>> START Page excerpt

- Abbreviation: DEMS
- Founded: May 21, 2023
- Dissolved: 3 June 2026
- Split from: Maldivian Democratic Party
- Youth wing: The Young Democrats
- Ideology: Liberal conservatism Pro-parliamentarism Environmentalism
- Political position: Centre-right
- Colors: Baby Blue, Black, White
- People's Majlis: 0 / 93

Website
- thedemocrats.mv

= The Democrats (Maldives) =

Political party in the Maldives

The Democrats (ދަ ޑިމޮކްރެޓްސް) was a political party in the Maldives, formed by a faction within the Maldivian Democratic Party amid a rift between members who supported Mohamed Nasheed. Some of their members were pending expulsion from the party after voting against the party-line and voting to oust sitting cabinet ministers of president Solih's cabinet.

The party nominated Ilyas Labeeb and Hussain Amr for its presidential ticket in the 2023 Maldivian presidential election.

== History ==

=== Founding ===
The party was founded in 2023 by 12 members who were originally members of a faction in Maldivian Democratic Party (MDP) loyal to Mohamed Nasheed.

The members of the party favour a parliamentary system of government, which was what initially caused the rift between the group, originally within the Maldivian Democratic Party. The rift then became more apparent after the members of the group started openly criticizing the MDP government and several cabinet ministers.

The group was originally a sizable minority within the party, but were unable to secure the party's Chairperson post and were later unable to secure the MDP's ticket for the 2023 election after running Mohamed Nasheed against the president Ibrahim Mohamed Solih in the party primaries.

After party leadership threatened to oust key members of their group from the MDP, a group of members formed The Democrats. During the initial party formation, Mohamed Nasheed was still a part of the MDP, a party he played a key role in founding. Despite this, Nasheed was actively involved in The Democrats’ political activities and campaign.

>> END Page excerpt
>> START Data

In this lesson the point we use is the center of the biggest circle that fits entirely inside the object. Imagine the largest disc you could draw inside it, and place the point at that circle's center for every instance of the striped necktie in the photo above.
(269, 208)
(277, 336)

>> END Data

Task instructions —
(a) According to the party article, why were some members of the group pending expulsion from the Maldivian Democratic Party? Answer in one to three sentences.
(b) Answer these from the party article, one line each:
(i) How many members founded the party in 2023?
(ii) Whom did the party nominate for its ticket in the 2023 presidential election?
(iii) What political position is the party listed as holding?
(c) Rewrite the stretch of the party article from "The members of the party" through "several cabinet ministers.", putting "presidential" in place of "parliamentary".
None of this work draws on the data.

Expected outputs —
(a) They had voted against the party line and voted to oust sitting cabinet ministers of President Solih's cabinet.

(b)
(i) 12
(ii) Ilyas Labeeb and Hussain Amr
(iii) Centre-right

(c)
The members of the party favour a presidential system of government, which was what initially caused the rift between the group, originally within the Maldivian Democratic Party. The rift then became more apparent after the members of the group started openly criticizing the MDP government and several cabinet ministers.